• _Required task_:
Please copy the data below line for line, without changing anything, and leave out the pictures.

• _Record extracts_:
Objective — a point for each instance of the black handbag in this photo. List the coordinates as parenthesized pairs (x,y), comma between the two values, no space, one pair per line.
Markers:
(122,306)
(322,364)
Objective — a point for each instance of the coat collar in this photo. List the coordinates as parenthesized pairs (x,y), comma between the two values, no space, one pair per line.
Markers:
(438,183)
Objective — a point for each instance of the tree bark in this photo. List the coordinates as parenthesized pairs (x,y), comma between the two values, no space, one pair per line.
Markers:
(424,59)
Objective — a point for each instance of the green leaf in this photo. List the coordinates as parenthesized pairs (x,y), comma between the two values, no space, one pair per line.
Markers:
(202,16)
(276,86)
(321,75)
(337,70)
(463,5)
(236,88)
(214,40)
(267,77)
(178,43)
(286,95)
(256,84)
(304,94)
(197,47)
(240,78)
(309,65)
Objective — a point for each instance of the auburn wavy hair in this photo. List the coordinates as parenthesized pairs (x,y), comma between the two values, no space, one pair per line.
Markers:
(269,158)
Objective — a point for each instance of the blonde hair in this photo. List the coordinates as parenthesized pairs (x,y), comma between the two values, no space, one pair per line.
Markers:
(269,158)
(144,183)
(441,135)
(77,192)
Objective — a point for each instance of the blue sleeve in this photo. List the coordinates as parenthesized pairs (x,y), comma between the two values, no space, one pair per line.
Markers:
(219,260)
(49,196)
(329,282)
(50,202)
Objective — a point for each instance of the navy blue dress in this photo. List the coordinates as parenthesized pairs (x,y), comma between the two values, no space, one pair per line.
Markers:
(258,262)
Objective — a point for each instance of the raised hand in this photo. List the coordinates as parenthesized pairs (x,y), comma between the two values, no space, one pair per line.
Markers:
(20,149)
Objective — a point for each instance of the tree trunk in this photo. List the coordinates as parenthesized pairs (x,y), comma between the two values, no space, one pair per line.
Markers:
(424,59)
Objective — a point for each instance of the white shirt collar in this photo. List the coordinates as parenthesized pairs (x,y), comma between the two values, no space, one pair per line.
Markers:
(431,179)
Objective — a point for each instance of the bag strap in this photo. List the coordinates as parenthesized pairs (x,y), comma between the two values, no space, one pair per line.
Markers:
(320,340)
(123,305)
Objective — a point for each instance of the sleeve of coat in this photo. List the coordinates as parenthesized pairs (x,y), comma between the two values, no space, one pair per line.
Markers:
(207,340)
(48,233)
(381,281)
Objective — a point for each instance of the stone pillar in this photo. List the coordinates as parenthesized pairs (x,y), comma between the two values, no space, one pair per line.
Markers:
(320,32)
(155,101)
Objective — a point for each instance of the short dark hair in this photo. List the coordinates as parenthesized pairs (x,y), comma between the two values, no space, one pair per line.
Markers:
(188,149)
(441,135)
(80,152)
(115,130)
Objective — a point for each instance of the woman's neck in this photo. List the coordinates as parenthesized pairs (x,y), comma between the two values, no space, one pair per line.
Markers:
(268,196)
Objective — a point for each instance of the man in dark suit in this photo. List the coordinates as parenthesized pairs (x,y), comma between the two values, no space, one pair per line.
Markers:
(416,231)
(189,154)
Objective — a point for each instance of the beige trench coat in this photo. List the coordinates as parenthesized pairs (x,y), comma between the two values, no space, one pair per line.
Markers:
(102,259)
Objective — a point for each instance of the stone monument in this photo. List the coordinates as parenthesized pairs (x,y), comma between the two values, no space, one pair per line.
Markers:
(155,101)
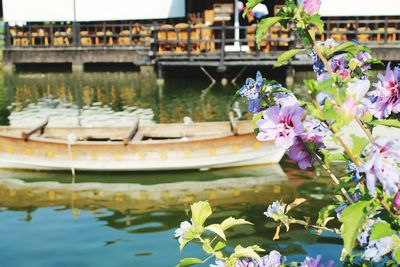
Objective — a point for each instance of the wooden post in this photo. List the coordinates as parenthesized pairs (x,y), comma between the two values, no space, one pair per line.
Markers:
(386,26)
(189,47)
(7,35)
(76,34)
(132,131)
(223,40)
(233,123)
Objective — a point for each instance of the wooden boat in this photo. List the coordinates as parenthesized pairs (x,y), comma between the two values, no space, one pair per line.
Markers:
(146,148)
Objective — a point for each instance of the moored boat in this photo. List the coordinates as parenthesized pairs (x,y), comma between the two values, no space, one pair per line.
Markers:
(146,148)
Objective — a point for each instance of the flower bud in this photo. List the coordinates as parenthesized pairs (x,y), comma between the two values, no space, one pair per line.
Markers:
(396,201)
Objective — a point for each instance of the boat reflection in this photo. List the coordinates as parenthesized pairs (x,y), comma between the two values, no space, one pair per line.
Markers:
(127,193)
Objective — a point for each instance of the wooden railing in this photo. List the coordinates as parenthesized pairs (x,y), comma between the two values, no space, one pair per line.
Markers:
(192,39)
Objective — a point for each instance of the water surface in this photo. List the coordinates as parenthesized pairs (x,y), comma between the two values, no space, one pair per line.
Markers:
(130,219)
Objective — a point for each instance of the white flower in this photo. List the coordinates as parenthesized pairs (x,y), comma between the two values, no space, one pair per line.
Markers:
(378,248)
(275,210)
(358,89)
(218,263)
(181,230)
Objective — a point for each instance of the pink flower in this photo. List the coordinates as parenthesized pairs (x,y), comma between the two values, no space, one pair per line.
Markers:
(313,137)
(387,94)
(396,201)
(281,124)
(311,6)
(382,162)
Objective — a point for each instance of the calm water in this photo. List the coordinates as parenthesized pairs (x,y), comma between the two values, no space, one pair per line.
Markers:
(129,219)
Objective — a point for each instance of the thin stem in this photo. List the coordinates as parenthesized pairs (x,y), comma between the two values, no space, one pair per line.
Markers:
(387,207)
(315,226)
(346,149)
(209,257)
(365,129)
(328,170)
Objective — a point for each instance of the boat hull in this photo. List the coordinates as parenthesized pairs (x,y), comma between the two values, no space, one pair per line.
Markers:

• _Task result_:
Objective — a point for each instance of the black handbag in this photo. List the coordinates as parenthesized pairs (x,y), comma between the two values, no space, one pair per line.
Markers:
(122,306)
(322,364)
Objective — a point for each instance of the coat collar in this photo. List the coordinates as parenthesized pairs (x,y), comma between the two values, no space, one pair per line.
Markers:
(438,183)
Objective — a point for each instance of the tree bark in this photo. List the coordinates as parenthesized pairs (x,y), comma between the two values, no space, one pair per line.
Markers:
(424,59)
Objective — a point for each instance of the green leaf in this photo. List the coordinates as parenthesized pairs (x,y), comma between the two values, no space, one pair per line.
Markers:
(202,16)
(276,86)
(321,75)
(337,70)
(463,5)
(236,88)
(214,40)
(267,77)
(178,43)
(286,95)
(256,84)
(304,94)
(197,47)
(240,78)
(309,65)
Objective — a point for each instance of the auburn wavy hair in this photo. List the coordinates as parenthesized pairs (x,y), comma between the two values, no space, one pair per line.
Markers:
(269,158)
Objective — a point for each instance of the blonde hair in this photo. List the coordinates as parenthesized pairs (x,y), comma between the two values, no space, one pair per line.
Markers:
(269,158)
(144,183)
(441,135)
(77,192)
Objective — a point for each instance of the blue sleeve in this photo. List the coordinates as parenthesized pairs (x,y), comma between the two values, no space, one pair per line.
Markers:
(219,260)
(49,196)
(329,282)
(50,202)
Objective — a point for each instance of the navy blue dress in this photo. List the coordinates as parenthesized pairs (x,y), comma between the two values, no space, one pair per line.
Markers:
(258,262)
Objective — a point for each instance of the raised hand in this photo. List the coordinates as parenthesized pairs (x,y), comma between the two values, no space, one pair per line.
Markers:
(20,149)
Objective — a point for each instance of the tree trunk in this photo. List the coordinates as parenthesized pairs (x,y), comma between the two values, no space, one pair per line.
Markers:
(424,59)
Objective — a point for each instance of the white shirt collar in this photo. List the coordinates as parenthesized pairs (x,y), comma between the two values, no space, one pair per line.
Markers:
(431,179)
Objective — a point for each instance of the bag strap in this photo. List the coordinates as parenthesized pairs (x,y), comma between the two values, no space, one pair per line.
Markers:
(320,340)
(123,305)
Objective — a point for each instance of the sleeve of coat in this photo. List the coordinates as parenthesized pairs (x,y), comma between the two values, no space, one pair per line.
Markers:
(207,340)
(48,233)
(381,281)
Objective — a point for each instance of the stone pillar in this photo. List the coordinates as parenthesized pairs (x,y), comma between the two values, no space, one pair per line.
Markers:
(320,32)
(155,101)
Objective — a point for each instance of the short dark hair in this photo. List the coordinates as parenthesized pairs (x,y), comma between the two values, no space, one pair per line.
Markers:
(188,149)
(441,135)
(80,152)
(115,130)
Objective — a point for each instance of the woman's neck in this photo. List the coordinates as parenthesized pairs (x,y), comma between the two values, no space, one pair per line.
Markers:
(268,196)
Objective — a point for each instance of the man in dark suit in this photo. List the coordinates as parenthesized pairs (x,y), comma between the two values, no space, one pair per line.
Markers:
(416,231)
(189,154)
Objective — a point for each instance of the beige trench coat in this photo. List the coordinates as parenthesized pairs (x,y), comma between the two values, no space, one pair per line.
Markers:
(102,259)
Objective — a point for each instance of the stone monument in this photo. List the coordinates as parenthesized pairs (x,y), comma between the two values, no space, one pair per line.
Markers:
(155,101)
Objective — a point for each instance of the wooden post in this photo. List the coordinates as parenthesized pairs (x,y), comma between the two values, no space, one pair per line.
Markers:
(386,26)
(189,47)
(7,35)
(76,34)
(132,131)
(223,40)
(233,123)
Objective — a point for each instance of the wooden boat in this photo. List the coordinates as parenthesized pairs (x,y), comma between the two values, no space, one pair per line.
Markers:
(146,148)
Objective — a point for each instance of the moored boat in this photo. List the coordinates as parenthesized pairs (x,y), comma between the two values, no space, one pair per line.
Markers:
(146,148)
Objective — a point for each instance of the flower bud in this photo. List the coordinates as parenthesized pairs (x,y), comma between the two values, no space, one pair per line.
Markers:
(396,201)
Objective — a point for each instance of the boat reflection in this photo. List the coordinates as parenthesized pairs (x,y), comma between the two values, no space, one pair per line.
Markers:
(127,193)
Objective — a point for each instance of the wooden railing in this photo. List the coordinates as parenthesized pairs (x,y), comma between the two values, no space, one pair per line.
Markers:
(192,39)
Objective — a point for each instance of the water surface in this photo. List the coordinates as parenthesized pairs (x,y), comma between the two values, no space, one pair per line.
Markers:
(130,219)
Objective — a point for each instance of the white flower in this photo. List the coordinates as parenthesized pairs (x,y), comma between the two values, no space, one pair per line.
Markers:
(378,248)
(275,210)
(358,89)
(218,263)
(181,230)
Objective — a point for each instance of the pink flower in this photo. List the coordinates as parenthesized pairs (x,y), comma between the two values, no space, one pair per line.
Markers:
(313,137)
(387,94)
(396,201)
(281,124)
(311,6)
(382,162)
Objective — a point for each instance of the calm water in this photo. List the coordinates as parenthesized pairs (x,y), comma between the two values, no space, one pair per line.
Markers:
(129,219)
Objective — a point for each instance of the thin stem in this photo. List the coordinates as parenthesized pairs (x,y), comma between the two values, no space, one pair per line.
Markers:
(387,207)
(315,226)
(346,149)
(209,257)
(365,129)
(328,170)
Objective — a point for each instance of the boat hull in this photo. List the coordinates as parenthesized pairs (x,y), comma between the two values, no space, one pair per line.
Markers:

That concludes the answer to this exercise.